Repeat the data verbatim, images excluded.

══════════

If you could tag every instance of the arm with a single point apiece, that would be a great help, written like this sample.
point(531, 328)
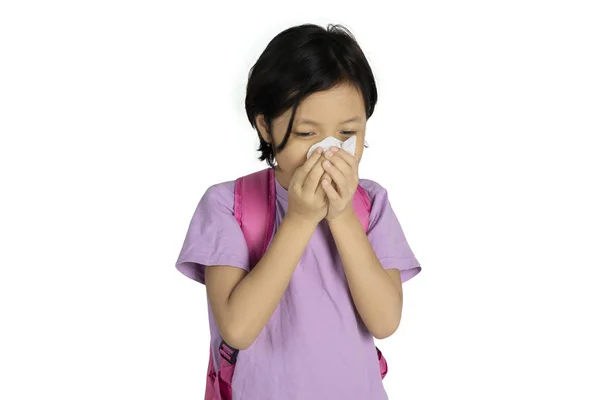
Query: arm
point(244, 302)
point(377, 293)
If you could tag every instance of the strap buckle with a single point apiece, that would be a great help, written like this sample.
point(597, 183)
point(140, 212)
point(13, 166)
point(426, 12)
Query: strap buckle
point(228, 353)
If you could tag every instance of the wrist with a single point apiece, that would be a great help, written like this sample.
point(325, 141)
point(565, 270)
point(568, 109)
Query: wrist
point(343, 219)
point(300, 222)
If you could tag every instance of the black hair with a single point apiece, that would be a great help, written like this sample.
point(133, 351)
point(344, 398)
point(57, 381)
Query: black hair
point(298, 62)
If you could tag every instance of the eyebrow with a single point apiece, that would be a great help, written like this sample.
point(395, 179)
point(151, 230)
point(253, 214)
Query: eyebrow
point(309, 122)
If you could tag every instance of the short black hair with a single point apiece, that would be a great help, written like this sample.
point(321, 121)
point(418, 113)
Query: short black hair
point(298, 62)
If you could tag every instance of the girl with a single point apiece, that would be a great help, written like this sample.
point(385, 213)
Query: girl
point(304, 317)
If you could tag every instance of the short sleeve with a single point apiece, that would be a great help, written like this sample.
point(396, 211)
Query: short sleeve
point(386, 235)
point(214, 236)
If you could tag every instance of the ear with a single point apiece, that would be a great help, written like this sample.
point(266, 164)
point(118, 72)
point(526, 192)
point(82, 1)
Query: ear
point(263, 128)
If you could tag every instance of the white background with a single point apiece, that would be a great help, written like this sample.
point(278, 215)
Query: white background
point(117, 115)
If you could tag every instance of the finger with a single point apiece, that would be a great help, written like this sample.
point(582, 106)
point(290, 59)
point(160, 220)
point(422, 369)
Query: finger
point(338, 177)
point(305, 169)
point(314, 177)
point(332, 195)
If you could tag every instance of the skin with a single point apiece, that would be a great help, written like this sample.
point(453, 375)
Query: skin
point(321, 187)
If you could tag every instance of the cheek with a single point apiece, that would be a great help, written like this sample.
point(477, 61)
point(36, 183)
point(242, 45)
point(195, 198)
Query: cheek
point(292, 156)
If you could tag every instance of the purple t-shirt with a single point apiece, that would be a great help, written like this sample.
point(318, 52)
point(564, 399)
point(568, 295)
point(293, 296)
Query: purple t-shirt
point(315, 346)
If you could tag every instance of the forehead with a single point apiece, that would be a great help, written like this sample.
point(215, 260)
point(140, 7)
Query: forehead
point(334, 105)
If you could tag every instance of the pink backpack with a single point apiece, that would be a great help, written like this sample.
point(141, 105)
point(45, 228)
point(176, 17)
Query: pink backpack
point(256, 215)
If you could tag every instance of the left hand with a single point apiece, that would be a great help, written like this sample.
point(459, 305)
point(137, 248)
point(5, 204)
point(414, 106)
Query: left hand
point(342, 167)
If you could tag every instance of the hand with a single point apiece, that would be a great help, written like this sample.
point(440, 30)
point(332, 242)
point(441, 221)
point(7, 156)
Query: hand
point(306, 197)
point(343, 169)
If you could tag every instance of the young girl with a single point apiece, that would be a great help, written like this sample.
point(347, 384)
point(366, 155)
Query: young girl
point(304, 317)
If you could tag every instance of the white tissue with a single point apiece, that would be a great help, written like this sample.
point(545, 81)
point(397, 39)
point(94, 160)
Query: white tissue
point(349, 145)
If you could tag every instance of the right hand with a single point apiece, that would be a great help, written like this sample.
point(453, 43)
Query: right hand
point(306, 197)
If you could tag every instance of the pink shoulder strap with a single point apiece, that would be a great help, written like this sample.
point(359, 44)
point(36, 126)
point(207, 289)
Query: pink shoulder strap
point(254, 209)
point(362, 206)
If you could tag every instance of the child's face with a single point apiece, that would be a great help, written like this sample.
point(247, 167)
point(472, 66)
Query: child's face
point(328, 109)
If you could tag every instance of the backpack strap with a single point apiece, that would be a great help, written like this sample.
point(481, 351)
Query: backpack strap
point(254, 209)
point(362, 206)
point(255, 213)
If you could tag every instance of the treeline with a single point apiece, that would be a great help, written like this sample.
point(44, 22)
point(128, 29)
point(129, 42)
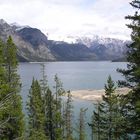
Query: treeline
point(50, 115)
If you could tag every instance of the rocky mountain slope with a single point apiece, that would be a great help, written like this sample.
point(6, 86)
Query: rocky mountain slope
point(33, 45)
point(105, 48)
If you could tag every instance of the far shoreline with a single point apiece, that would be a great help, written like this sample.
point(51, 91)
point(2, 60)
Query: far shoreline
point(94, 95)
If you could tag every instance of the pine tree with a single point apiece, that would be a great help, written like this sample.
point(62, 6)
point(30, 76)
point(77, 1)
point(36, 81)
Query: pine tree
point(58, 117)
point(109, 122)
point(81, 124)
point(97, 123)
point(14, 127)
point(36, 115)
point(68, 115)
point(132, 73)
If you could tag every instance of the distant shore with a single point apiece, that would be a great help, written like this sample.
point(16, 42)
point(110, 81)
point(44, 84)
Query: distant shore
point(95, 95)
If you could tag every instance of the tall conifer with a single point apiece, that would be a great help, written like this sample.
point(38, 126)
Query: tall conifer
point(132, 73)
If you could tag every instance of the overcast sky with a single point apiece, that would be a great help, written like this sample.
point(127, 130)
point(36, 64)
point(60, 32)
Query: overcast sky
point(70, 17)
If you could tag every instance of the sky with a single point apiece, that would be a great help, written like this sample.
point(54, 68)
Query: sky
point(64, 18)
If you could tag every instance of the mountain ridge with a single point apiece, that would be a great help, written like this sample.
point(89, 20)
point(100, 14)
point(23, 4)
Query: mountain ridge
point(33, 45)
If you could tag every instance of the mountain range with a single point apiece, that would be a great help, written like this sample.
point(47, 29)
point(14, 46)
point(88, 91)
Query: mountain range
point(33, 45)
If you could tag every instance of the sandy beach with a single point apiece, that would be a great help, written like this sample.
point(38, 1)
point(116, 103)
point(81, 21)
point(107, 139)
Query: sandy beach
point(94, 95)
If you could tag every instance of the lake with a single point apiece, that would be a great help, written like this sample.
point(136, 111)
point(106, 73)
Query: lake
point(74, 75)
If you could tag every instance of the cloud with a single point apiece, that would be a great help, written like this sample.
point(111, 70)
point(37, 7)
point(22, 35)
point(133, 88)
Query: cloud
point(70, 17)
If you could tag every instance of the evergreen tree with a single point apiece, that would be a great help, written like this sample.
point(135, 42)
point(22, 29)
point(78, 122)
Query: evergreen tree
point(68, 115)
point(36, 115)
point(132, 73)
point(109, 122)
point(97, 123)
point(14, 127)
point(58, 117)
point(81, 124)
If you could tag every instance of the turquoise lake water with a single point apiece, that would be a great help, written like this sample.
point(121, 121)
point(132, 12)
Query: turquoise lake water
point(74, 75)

══════════

• Exercise response:
If you could tag every instance of the arm with a single point apiece, that would be a great help, written like this sample.
point(531, 328)
Query: arm
point(244, 302)
point(377, 293)
If you could tag every instance of the strap buckle with a single point apiece, that would be a great help, written like this sample.
point(597, 183)
point(140, 212)
point(13, 166)
point(426, 12)
Query: strap buckle
point(228, 353)
If you could tag every instance of the wrist with a single point apiece, that would be a great help, written like this sample.
point(325, 141)
point(565, 270)
point(568, 109)
Query: wrist
point(343, 219)
point(300, 222)
If you could tag every instance of the black hair with a single point apiece, that would be a great help, written like this sample.
point(133, 351)
point(344, 398)
point(57, 381)
Query: black hair
point(298, 62)
If you could tag every instance of the eyebrow with a single point apiece, that would be a great help, written like this sample.
point(395, 179)
point(151, 230)
point(253, 214)
Query: eyebrow
point(309, 122)
If you could tag every instance of the short black hair with a single point apiece, that would be a great help, written like this sample.
point(321, 121)
point(418, 113)
Query: short black hair
point(298, 62)
If you could tag every instance of the girl with a single point apiece, that would be a great help, written like this sample.
point(385, 213)
Query: girl
point(304, 317)
If you could tag every instance of the short sleeve with a single point apiece, that would be a great help, written like this sample.
point(396, 211)
Query: short sleeve
point(386, 235)
point(214, 236)
If you could tag every instance of the ear with a single point apiece, that would be a great help, written like this sample.
point(266, 164)
point(118, 72)
point(526, 192)
point(82, 1)
Query: ear
point(263, 128)
If you could tag every instance of the white background with a single point apiece, that would be a great help, written like this sample.
point(278, 215)
Query: white background
point(117, 115)
If you could tag every instance of the finger with a single point apiece, that would be a great help, written like this sample.
point(582, 106)
point(290, 59)
point(160, 220)
point(422, 369)
Query: finger
point(338, 177)
point(305, 169)
point(314, 177)
point(332, 195)
If you could tag every instance of the skin with a single point apiece, that would be a great help, written like this sample.
point(453, 375)
Query: skin
point(321, 187)
If you could tag every instance of the cheek with a single point apiece, that would be a great help, written like this sample.
point(477, 61)
point(36, 183)
point(242, 45)
point(195, 198)
Query: cheek
point(292, 156)
If you could tag every instance of the purple t-shirt with a single point apiece, that would be a great help, written like this sample.
point(318, 52)
point(564, 399)
point(568, 295)
point(293, 296)
Query: purple t-shirt
point(315, 346)
If you could tag every instance of the forehead with a single point apiece, that would be a great help, written like this sample.
point(215, 260)
point(140, 7)
Query: forehead
point(334, 105)
If you could tag every instance of the pink backpack with a single point apiece, that would be a great help, written like this sample.
point(141, 105)
point(45, 228)
point(176, 17)
Query: pink backpack
point(256, 215)
If you could tag every instance of the left hand with a single point apiece, that would be a great help, written like this sample.
point(459, 305)
point(137, 248)
point(5, 204)
point(414, 106)
Query: left hand
point(342, 167)
If you could tag every instance of the hand with a single point apiece, that would be a great help, written like this sample.
point(440, 30)
point(332, 242)
point(441, 221)
point(7, 156)
Query: hand
point(306, 197)
point(343, 169)
If you could tag every instance of the young girl with a single point apiece, that would be a great help, written like this sample.
point(347, 384)
point(366, 155)
Query: young girl
point(304, 317)
If you could tag every instance of the white tissue with a single point apiece, that would be a great help, written like this sample.
point(545, 81)
point(397, 39)
point(94, 160)
Query: white tissue
point(349, 145)
If you could tag every instance of the right hand with a single point apiece, that would be a great help, written like this sample.
point(453, 43)
Query: right hand
point(306, 197)
If you could tag every instance of the pink shoulder strap with a single point apiece, that would be a great help, written like this sample.
point(359, 44)
point(36, 126)
point(207, 289)
Query: pink shoulder strap
point(254, 209)
point(362, 206)
If you could tag every instance of the child's face with a single point apiece, that would be a great help, written like this sample.
point(247, 167)
point(472, 66)
Query: child's face
point(328, 109)
If you could tag every instance of the backpack strap with a single point apiece, that would be a great help, written like this sample.
point(481, 351)
Query: backpack strap
point(254, 209)
point(362, 206)
point(255, 213)
If you could tag every instance of the treeline with a single point apiece, that would be a great help, written like this sample.
point(44, 22)
point(128, 29)
point(129, 42)
Query: treeline
point(50, 115)
If you could tag every instance of the rocky mountain slope with a single point apiece, that would be a great help, written like this sample.
point(6, 86)
Query: rocky mountain slope
point(33, 45)
point(105, 48)
If you could tag every instance of the far shoreline with a single point apiece, that would be a great help, written like this sample.
point(51, 91)
point(2, 60)
Query: far shoreline
point(94, 95)
If you could tag every instance of the pine tree with a single point apiece, that would be a great help, written like this sample.
point(62, 6)
point(30, 76)
point(77, 1)
point(36, 81)
Query: pine tree
point(58, 117)
point(109, 122)
point(81, 124)
point(97, 123)
point(14, 127)
point(36, 115)
point(68, 115)
point(132, 73)
If you could tag every instance of the distant shore with a single point apiece, that would be a great help, written like this sample.
point(16, 42)
point(110, 81)
point(44, 84)
Query: distant shore
point(95, 95)
If you could tag every instance of the tall conifer with a single point apiece, that would be a great help, written like this sample.
point(38, 126)
Query: tall conifer
point(132, 73)
If you could tag every instance of the overcast sky with a single point apiece, that would be a great help, written like this sample.
point(127, 130)
point(36, 64)
point(60, 32)
Query: overcast sky
point(70, 17)
If you could tag every instance of the sky with a single point apiece, that would be a great help, written like this sample.
point(54, 68)
Query: sky
point(64, 18)
If you could tag every instance of the mountain ridge with a single point apiece, that would be a great help, written like this sample.
point(89, 20)
point(100, 14)
point(23, 4)
Query: mountain ridge
point(33, 45)
If you could tag every instance of the mountain range with a single point apiece, that would be a great help, written like this sample.
point(47, 29)
point(14, 46)
point(88, 91)
Query: mountain range
point(33, 45)
If you could tag every instance of the sandy beach with a single point apiece, that would be a great help, written like this sample.
point(38, 1)
point(116, 103)
point(81, 21)
point(107, 139)
Query: sandy beach
point(94, 95)
If you could tag every instance of the lake with a single point apiece, that would be a great help, written like this sample.
point(136, 111)
point(106, 73)
Query: lake
point(74, 75)
If you could tag every instance of the cloud with a single point apiece, that would be a great help, written like this sample.
point(111, 70)
point(37, 7)
point(22, 35)
point(133, 88)
Query: cloud
point(70, 17)
If you could tag every instance of the evergreen tree with a single point apiece, that would be a great help, written like this sample.
point(135, 42)
point(22, 29)
point(78, 122)
Query: evergreen tree
point(68, 115)
point(36, 115)
point(132, 73)
point(109, 122)
point(97, 123)
point(14, 127)
point(58, 117)
point(81, 124)
If you could tag every instance of the turquoise lake water with a single point apiece, that would be a great help, written like this sample.
point(121, 121)
point(132, 12)
Query: turquoise lake water
point(74, 75)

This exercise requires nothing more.